* [Problem requirements]
Write the data out again, exactly as given.

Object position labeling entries
====
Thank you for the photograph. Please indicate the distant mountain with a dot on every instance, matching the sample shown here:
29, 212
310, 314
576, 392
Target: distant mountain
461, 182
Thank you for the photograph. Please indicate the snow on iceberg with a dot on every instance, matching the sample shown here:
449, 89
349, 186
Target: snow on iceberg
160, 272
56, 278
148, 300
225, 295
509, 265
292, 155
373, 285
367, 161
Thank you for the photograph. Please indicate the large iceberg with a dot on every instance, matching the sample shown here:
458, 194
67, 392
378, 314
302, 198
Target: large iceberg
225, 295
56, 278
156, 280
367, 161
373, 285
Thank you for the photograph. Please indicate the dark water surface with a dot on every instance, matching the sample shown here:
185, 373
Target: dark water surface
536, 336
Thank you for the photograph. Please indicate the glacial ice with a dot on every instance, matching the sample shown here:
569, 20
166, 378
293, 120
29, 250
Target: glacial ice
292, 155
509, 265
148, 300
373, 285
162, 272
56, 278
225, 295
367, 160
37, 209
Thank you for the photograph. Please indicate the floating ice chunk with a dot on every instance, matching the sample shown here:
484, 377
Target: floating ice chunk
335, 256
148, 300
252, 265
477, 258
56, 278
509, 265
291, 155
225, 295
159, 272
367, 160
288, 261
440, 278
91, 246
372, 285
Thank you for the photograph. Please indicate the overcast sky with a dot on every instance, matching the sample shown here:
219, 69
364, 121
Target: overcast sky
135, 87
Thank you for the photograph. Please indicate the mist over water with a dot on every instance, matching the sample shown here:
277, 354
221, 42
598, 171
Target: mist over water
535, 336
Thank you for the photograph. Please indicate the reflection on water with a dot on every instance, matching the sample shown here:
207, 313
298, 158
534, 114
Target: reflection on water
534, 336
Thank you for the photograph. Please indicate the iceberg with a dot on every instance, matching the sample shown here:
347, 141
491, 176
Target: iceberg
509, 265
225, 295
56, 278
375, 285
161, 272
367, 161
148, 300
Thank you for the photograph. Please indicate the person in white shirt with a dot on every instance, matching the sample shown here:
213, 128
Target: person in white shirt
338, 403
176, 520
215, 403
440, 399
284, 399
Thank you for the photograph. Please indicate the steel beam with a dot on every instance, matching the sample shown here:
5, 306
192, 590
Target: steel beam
====
* [Complete response]
Thank you for the photograph. Please indicate the distant mountain with a dot on every instance, matching the sample shown here:
29, 212
310, 314
576, 392
Target: distant mountain
461, 182
Thank you for the photograph. Please indicate the snow on iceberg with a dot on every instance, matching the sample shown here:
449, 89
349, 186
Target: snow on iceberg
160, 272
56, 278
148, 300
225, 295
509, 265
292, 155
373, 285
367, 161
Thank you for the photograph. Please indicate the large iceberg with a dot on every instance, matching the sample shown here:
458, 194
67, 392
378, 314
302, 198
Target: large iceberg
225, 295
56, 278
156, 280
367, 161
373, 285
Thank you for the photograph. Please indicate the dark water surface with a dot on every instance, matching the sample shown here:
185, 373
Target: dark water surface
536, 336
Thank you for the photograph. Please indicate the glacial ice with a dot on every instance, matching the sample shown here:
569, 20
166, 378
293, 120
29, 250
Target: glacial ice
292, 155
509, 265
148, 300
373, 285
162, 272
56, 278
225, 295
367, 160
37, 209
Thank you for the photograph. Please indicate the floating ice chunk with a dot on every instance, matching the sample shown here:
484, 377
Target: floating ice chunk
335, 256
148, 300
252, 265
477, 258
56, 278
509, 265
291, 155
225, 295
159, 272
367, 160
288, 261
440, 278
91, 246
372, 285
Thank you for the photograph. Please indicate the overcast sky with a dot on every instance, matching the sample shown here:
219, 69
364, 121
Target: overcast sky
135, 87
Thank you for the photograph. Please indicate the mist over water with a dot on every instance, matching the sample shown here:
277, 354
221, 42
598, 171
Target: mist over water
535, 336
Thank you for the photograph. Please indicate the reflection on water with a dot on every instance, matching the sample shown here:
207, 313
298, 158
534, 114
Target: reflection on water
534, 336
Thank you for the photograph. Please indicate the iceberg with a dot on every instance, matching the sample shown here:
347, 141
491, 176
Target: iceberg
509, 265
225, 295
56, 278
375, 285
161, 272
367, 161
148, 300
Thank you for the photograph. Please indicate the person in white shirt with a dot on every instance, matching the sample shown here:
213, 128
Target: person in white shirt
338, 403
176, 520
215, 403
440, 399
284, 399
Thank you for the photograph. Please indicate the steel beam with a dot on every instance, matching the sample shown here:
5, 306
192, 590
Target: steel beam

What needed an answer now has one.